### What you will do
Each of the lines below must be retyped character for character.
Dataset records Block Start
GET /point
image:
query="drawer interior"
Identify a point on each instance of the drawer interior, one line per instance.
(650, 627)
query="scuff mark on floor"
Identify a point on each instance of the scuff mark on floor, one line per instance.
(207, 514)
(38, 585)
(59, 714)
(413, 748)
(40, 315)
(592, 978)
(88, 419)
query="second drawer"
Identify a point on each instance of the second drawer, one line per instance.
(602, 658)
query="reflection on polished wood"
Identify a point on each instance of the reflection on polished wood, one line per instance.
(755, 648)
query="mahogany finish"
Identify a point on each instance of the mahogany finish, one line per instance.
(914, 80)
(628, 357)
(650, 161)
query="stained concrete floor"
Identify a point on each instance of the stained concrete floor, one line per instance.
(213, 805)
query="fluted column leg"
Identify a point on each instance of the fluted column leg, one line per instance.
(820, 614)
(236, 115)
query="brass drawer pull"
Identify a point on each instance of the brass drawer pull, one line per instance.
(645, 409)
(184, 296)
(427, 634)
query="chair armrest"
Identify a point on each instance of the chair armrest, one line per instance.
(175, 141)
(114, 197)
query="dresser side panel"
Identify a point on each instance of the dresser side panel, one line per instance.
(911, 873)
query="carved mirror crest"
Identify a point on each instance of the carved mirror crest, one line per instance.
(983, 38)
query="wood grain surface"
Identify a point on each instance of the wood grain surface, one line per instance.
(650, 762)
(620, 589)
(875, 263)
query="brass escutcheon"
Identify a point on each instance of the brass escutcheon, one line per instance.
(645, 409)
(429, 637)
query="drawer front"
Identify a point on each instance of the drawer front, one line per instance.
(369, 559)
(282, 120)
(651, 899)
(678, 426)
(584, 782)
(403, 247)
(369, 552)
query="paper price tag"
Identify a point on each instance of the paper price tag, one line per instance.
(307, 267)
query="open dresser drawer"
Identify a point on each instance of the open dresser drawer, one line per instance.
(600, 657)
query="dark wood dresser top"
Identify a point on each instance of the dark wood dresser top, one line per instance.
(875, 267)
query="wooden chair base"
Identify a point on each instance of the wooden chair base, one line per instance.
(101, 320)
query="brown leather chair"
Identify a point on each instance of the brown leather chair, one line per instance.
Dataset records Block End
### Solution below
GET /point
image:
query="drawer interior"
Identify a point on each instance of the drawer interior, one line per instance.
(650, 627)
query="scuff mark on floor"
Identify a point on each instance of the scuff mark on floor, one line per instance.
(207, 514)
(38, 585)
(59, 714)
(413, 748)
(40, 315)
(592, 978)
(88, 419)
query="second drawer"
Identify a point on each instance of the second drawer, one line per instance.
(602, 658)
query="reflection on polished wood"
Identify a point on each instance of the reflection on polished wood, one line per instance.
(755, 648)
query="mahogany finish"
Identify a point on each instance of the mahogany finish, one line per instance.
(914, 80)
(628, 357)
(650, 161)
query="stained concrete floor"
Identify a point on each instance of the stained concrete floor, one line per instance.
(213, 805)
query="fluted column leg"
Identify a point on each instance of the fluted column leg, one line per instance.
(820, 614)
(236, 115)
query="brass drawer pull"
Identify a point on each instance of the brass drawer pull, one line per instance.
(645, 409)
(184, 296)
(427, 634)
query="chair armrest"
Identify a point on each instance of the chair armrest, one line per instance.
(175, 141)
(114, 197)
query="dresser side panel"
Identify a point on each instance of the dresser side panel, one line per instance.
(911, 873)
query="carved mirror crest"
Identify a point on each instance of the carved mirror crest, one line per instance.
(983, 38)
query="wood grain surface"
Identify a point on each instance of the wood grain surface, one line per instance.
(650, 762)
(620, 589)
(875, 263)
query="brass escutcheon"
Identify a point on each instance of the brass escutcheon, one line per instance.
(645, 409)
(429, 637)
query="drawer front"
Identify a point on each instance of the drawer front, one line per instance.
(369, 559)
(282, 120)
(651, 899)
(678, 426)
(584, 782)
(403, 247)
(369, 552)
query="paper price tag"
Identify a point on each instance of the paper price tag, one line per instance.
(307, 267)
query="open dresser drawer"
Identify a point on each instance of the open dresser drawer, one line per instance.
(600, 657)
query="dark wood dresser top"
Identify a point on each instance of the dark wood dresser top, one line per instance.
(875, 267)
query="wooden chair base"
Identify a point on each instance of the wooden chair base, one line per instance.
(101, 320)
query="brown leather chair"
Identify a point on each instance of the brown leather chair, one line per instance.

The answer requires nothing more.